+++ Data rows
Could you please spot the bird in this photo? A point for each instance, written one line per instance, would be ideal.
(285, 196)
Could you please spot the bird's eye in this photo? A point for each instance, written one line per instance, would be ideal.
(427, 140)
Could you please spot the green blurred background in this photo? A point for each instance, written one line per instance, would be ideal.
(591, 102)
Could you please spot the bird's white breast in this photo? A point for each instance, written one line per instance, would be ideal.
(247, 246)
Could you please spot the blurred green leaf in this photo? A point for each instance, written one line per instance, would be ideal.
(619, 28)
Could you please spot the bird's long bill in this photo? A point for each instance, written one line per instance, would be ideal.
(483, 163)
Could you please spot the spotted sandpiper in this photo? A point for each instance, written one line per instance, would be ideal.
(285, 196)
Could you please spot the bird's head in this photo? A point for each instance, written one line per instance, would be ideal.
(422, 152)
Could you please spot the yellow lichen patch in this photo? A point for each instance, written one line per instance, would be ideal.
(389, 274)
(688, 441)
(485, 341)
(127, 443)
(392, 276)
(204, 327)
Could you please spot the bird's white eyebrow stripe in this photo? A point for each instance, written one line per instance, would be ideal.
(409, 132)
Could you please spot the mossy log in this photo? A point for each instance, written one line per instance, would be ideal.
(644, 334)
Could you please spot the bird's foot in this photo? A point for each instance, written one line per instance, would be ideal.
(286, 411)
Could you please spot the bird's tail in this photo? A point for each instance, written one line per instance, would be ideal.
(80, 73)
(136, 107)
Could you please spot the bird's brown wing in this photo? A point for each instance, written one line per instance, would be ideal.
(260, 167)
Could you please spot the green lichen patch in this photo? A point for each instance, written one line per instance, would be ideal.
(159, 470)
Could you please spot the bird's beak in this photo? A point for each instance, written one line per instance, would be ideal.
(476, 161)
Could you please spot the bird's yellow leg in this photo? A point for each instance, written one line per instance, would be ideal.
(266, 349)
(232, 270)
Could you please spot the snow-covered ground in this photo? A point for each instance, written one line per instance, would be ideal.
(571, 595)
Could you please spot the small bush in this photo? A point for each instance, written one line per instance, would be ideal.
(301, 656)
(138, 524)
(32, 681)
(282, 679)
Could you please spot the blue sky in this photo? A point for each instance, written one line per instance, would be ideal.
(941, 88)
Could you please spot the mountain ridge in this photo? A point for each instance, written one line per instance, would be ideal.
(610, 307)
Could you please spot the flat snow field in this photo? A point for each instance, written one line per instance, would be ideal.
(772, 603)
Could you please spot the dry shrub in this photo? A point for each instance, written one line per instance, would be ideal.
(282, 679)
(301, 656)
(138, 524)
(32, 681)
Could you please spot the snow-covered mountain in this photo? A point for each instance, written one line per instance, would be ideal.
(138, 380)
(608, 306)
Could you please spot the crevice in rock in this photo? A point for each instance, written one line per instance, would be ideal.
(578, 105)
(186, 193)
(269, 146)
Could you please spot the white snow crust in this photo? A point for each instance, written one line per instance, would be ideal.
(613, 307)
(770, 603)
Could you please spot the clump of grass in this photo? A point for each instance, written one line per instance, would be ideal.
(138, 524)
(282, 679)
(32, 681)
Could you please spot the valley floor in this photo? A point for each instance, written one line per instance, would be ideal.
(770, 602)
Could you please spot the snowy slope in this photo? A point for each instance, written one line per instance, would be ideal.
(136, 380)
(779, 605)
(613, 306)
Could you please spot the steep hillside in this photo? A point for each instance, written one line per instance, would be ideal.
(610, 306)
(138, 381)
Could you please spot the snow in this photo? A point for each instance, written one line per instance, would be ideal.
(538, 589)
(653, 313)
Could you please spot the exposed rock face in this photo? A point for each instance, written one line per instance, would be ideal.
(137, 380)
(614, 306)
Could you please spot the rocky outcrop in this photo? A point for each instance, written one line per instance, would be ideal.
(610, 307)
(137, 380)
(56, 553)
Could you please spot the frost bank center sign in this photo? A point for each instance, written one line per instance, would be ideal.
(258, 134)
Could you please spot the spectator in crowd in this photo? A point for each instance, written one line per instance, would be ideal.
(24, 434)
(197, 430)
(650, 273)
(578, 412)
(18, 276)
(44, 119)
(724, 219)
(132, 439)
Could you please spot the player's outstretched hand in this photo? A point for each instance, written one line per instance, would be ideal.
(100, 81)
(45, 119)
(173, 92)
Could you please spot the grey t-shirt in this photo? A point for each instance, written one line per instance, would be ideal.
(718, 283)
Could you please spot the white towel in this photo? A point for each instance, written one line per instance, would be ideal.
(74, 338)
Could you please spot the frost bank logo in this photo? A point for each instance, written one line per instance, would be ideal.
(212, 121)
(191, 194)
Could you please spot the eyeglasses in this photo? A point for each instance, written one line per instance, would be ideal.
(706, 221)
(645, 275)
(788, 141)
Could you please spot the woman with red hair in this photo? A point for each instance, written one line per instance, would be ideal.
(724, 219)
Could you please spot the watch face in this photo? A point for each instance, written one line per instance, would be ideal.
++++++
(Task requirements) Give all the records again. Match them exactly.

(Result of the task)
Could you please spot the bird in this photo? A point for each instance, written one line per instance, would be ideal.
(285, 196)
Could you please spot the bird's eye in this photo? A point for each instance, written one line per instance, would be ideal.
(427, 140)
Could you please spot the green blurred background in this photo? A point for each instance, written one line per instance, would be ideal.
(591, 102)
Could you please spot the bird's white breast in this photo? A point for each instance, written one line per instance, would be ideal.
(247, 246)
Could you please spot the blurred green leaf in this photo? A point for each instance, written one line per instance, would be ideal.
(619, 28)
Could you please spot the bird's long bill in this photo? A point for each instance, written one line per instance, would be ideal.
(483, 163)
Could you please spot the spotted sandpiper in this photo? A point for each instance, written one line per instance, would be ideal.
(285, 196)
Could you please spot the bird's head in this photo? A point for each instance, written one line per instance, would be ideal.
(422, 152)
Could you please spot the yellow lichen patch in this photo? A point for each instance, written one line per instance, would be ideal.
(389, 274)
(688, 441)
(485, 341)
(127, 443)
(392, 276)
(204, 327)
Could you please spot the bird's white eyebrow stripe in this photo? A point for each instance, written one line per instance, would be ideal.
(409, 132)
Could you please spot the mossy log in this photo? A point for each instance, written one line per instance, would be ideal.
(644, 334)
Could you please spot the bird's foot in this photo? A point for each instance, written one line per instance, would be ideal.
(286, 411)
Could you please spot the bird's tail in this photo? A point for each instance, written one line per instance, would be ideal.
(80, 73)
(136, 107)
Could you please spot the bird's brown wing in this photo? A point for each instance, written one line per instance, would be ideal.
(260, 167)
Could you please spot the green lichen patch in this photo? A point for each instance, written one line per instance, would be ideal.
(159, 470)
Could you please spot the bird's beak in this photo? A point for each instance, written one line per instance, would be ideal.
(476, 161)
Could you please spot the bird's yellow leg in this photo? A point for each instance, written one line per instance, would be ideal.
(266, 349)
(232, 270)
Could you please spot the snow-covered ground in this photo? A point for each instance, written one line per instance, would be ideal.
(571, 595)
Could you please spot the small bush in this photo? A point for each instance, written one line per instance, would be ideal.
(301, 656)
(138, 524)
(32, 681)
(282, 679)
Could you please spot the blue sky in this photo? A point for each instance, written one line per instance, would be ideal.
(941, 88)
Could you please spot the mountain ridge in this photo? A point for each instance, written one line per instance, would be ideal.
(610, 307)
Could you please spot the flat snow field in this photo? A point for each instance, written one line per instance, would be ideal.
(772, 603)
Could you please spot the dry shrub in this photo? A point for each instance, written one line per instance, would be ideal.
(282, 679)
(301, 656)
(138, 524)
(32, 681)
Could you please spot the snow-covered mountain in this photo? A point for each instance, written one line per instance, would be ideal.
(138, 380)
(608, 306)
Could you please spot the crevice in rock in this photo? A point for each instance, written one line per instance, would be ideal.
(578, 105)
(186, 193)
(269, 146)
Could you please spot the white snow crust in this photo? A point for each instance, written one line per instance, would be ideal.
(613, 307)
(770, 603)
Could you please spot the clump of grass in this photo? A point for each instance, written one line per instance, would be ideal.
(138, 524)
(282, 679)
(32, 681)
Could you please spot the valley floor in this photo? A point for each instance, written one line per instance, would be ideal.
(770, 602)
Could you please spot the snowy slope in this photo? A point for each instance, written one line per instance, would be ideal.
(136, 380)
(779, 605)
(613, 306)
Could you please spot the steep hillside in this photo? A point for each instance, written one line per instance, would be ideal.
(610, 306)
(138, 381)
Could you please spot the snow in this photo? A point for each instance, written one line per instance, would be ideal.
(538, 589)
(653, 313)
Could you please spot the exposed rock face in this photo? A point for each instance, written one line per instance, would be ideal.
(137, 380)
(614, 306)
Could you please spot the rocky outcrop in this photo? A point for each instance, written one line per instance, would be ideal.
(610, 307)
(137, 380)
(56, 553)
Could you please spot the frost bank center sign in this photo? A point for each instance, written one line per instance, would be ideal.
(258, 134)
Could you please spot the spectator in crowd in this photo? A point for each instance, written one line per instance, would be ideal.
(24, 434)
(197, 430)
(650, 273)
(578, 412)
(18, 276)
(44, 119)
(724, 219)
(132, 439)
Could you please spot the player's outstretched hand in this photo? A point for each instance, written one line per instance, would be ideal.
(100, 81)
(45, 119)
(173, 92)
Could you please spot the grey t-shirt in this photo? A point for each instance, written one line per instance, would be ideal.
(718, 283)
Could you please spot the white towel in this photo? A point for each instance, written one line per instance, would be ideal.
(74, 338)
Could you please spot the frost bank logo in this photo? A point for each instance, written one line per instance, would be ideal.
(212, 121)
(191, 194)
Could you please spot the eyeglasses in this photo? A point for each instance, written one line per instance, would be ideal.
(706, 221)
(645, 275)
(788, 141)
Could you please spot the woman with red hair in this photo? A point for each instance, written one line per instance, would be ideal.
(724, 219)
Could you please spot the watch face in this photo? A point for each instance, written one line per instance, would be ideal.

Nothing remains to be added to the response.